## THE PROBLEM
Continue the research program overview on endothelial cells and vascular biology, starting after its closing question about what initiates brain disorders.

Endothelial cells (ECs) constitute the inner lining of blood and lymphatic vessels as monolayers and play essential roles in regulating and maintaining the viability of all  organs in the human body. The shape and response of ECs differ depending on the organ, location, situation, and stimuli. This diversity and heterogeneity of ECs have been a long-standing interest, because such characteristics are essential in displaying and maintaining diverse functions of different organs and tissues. Despite the significant conceptual advances we have already achieved , a large portion of the characteristics remains to be elucidated to further our understanding of the diversity and heterogeneity of ECs at the molecular level .

Our ultimate goal is to make ground-breaking discoveries, conceptual advances and paradigm shifts in vascular biology through basic and fundamental research. In particular, we will focus on further understanding of "organotypic" EC heterogeneity, angiogenesis, lymphangiogenesis, cardiogenesis, vascular remodeling, and vascular niche with the integration of biomedical science and innovative technology. We will aim to 1) identify novel key regulators and clarify their mechanisms in organotypic endothelial cell heterogeneity, angiogenesis, and vascular remodeling and regeneration, 2) identify novel key regulators and clarify their mechanisms in the interaction between endothelial cells and pericytes, 3) unveil the critical roles of key molecules in organotypic lymphangiogenesis, lymphatic remodeling, and lymphatic functions in the extra- and intra-nodal tissues, 4) identify cardioblasts and clarify their characteristics and effective applications for cardiac regeneration, and 5) undertake creative approaches and develop innovative methods for angiogenesis, lymphangiogenesis, vascular remodeling, and cardiogenesis.

To do so, we will use not only our currently established methods, technologies, reagents and experimental animals, but we will also set up several core facilities for the generation of genetically modified mice, advanced imaging technology, and gene, cell and tissue analyses. Moreover, we will combine and fuse aspects of biomedical sciences and engineering via multi-faceted and multidisciplinary approaches to implement high-quality, creative ideas and take on innovative challenges. Successful achievement of these aims will not only shed light on unexplored paths to understand the regulations of cardiovascular functions in an organ-specific manner, but also enable us to develop new drugs and stem cells to treat cardiovascular diseases, including cancer, diabetic vasculopathy and ischemic heart diseases, as translational medicine.

How is the brain built? How does the brain maintain its function? What initiates various brain disorders?

## ENTRIES SUPPLIED
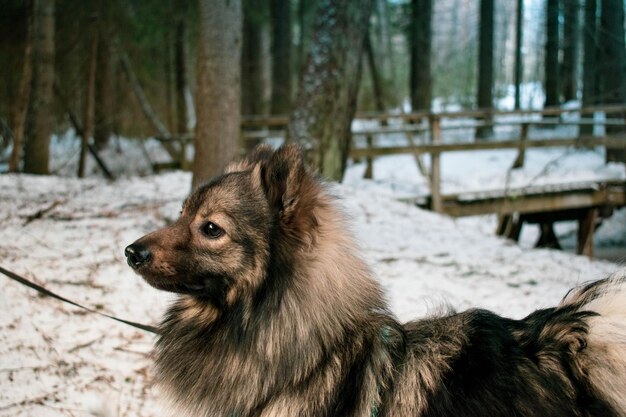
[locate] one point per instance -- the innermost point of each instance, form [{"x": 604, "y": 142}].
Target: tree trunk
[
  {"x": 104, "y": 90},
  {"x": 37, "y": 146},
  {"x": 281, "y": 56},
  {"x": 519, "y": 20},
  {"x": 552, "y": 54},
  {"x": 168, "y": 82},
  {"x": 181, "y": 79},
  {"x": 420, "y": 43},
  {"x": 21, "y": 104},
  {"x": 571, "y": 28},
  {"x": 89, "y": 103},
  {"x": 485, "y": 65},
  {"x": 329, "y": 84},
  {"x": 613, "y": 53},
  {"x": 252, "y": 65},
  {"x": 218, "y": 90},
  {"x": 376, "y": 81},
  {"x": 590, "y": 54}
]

--

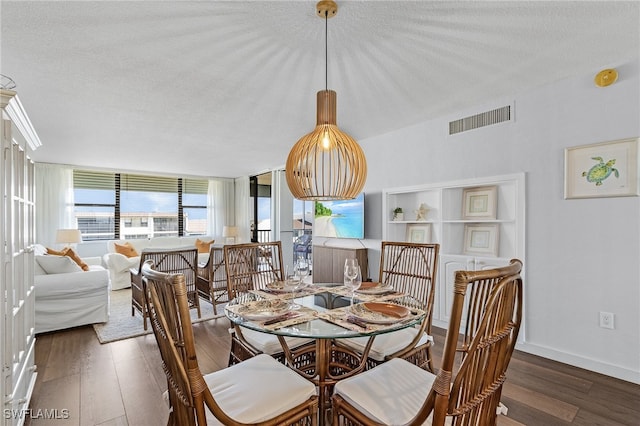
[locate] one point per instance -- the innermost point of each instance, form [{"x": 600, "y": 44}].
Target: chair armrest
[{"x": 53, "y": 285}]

## OUTPUT OF THE TASK
The central nervous system was once thought to be an immune-privileged area. However, it has become increasingly evident that neurons and glial cells adopt molecular mechanisms of innate immunity in regulating each other’s function. In addition, CNS cells and vasculature communicate with various immune cells at the CNS borders, including the meninges, choroid plexus, lymphatic drainage system, and perivascular spaces, regulating the brain’s formation, maintenance, and pathophysiology.

Our laboratory has established that astrocytes and microglia control neural circuit refinement and homeostasis by selectively eliminating unnecessary synapses via phagocytosis. These phagocytic roles of glial cells turn out to be critical not only for regulating synapse number and neural circuits but also for reducing potential CNS-enriched antigens, such as synapse and myelin debris, Aβ, and tau. However, much remains unknown about how CNS cells communicate with peripheral immune responses through vasculature at the brain borders, mediating the intricate control of functionality of glial, vascular, and immune cells in both healthy and diseased brains.

Thus, our laboratory aims to uncover novel mechanisms and explore the implications of brain immunity in regulating CNS functions and the pathophysiology of various brain disorders. To achieve this vision, we propose to investigate the following key projects:

1. Discover novel roles of glial phagocytosis in brain homeostasis.

2. Identify key regulators and their roles in CNS innate and adaptive immunity.

3. Investigate interactions between vasculature and CNS innate immunity in controlling adaptive immune responses at the brain borders.

4. Develop new immunotherapies for various brain disorders.

By investigating these projects, our research will significantly enhance the current understanding of the core mechanisms of autoimmune disorders, neuroinflammatory diseases, and neurodegenerative diseases, providing novel therapeutic strategies for treating these devastating disorders.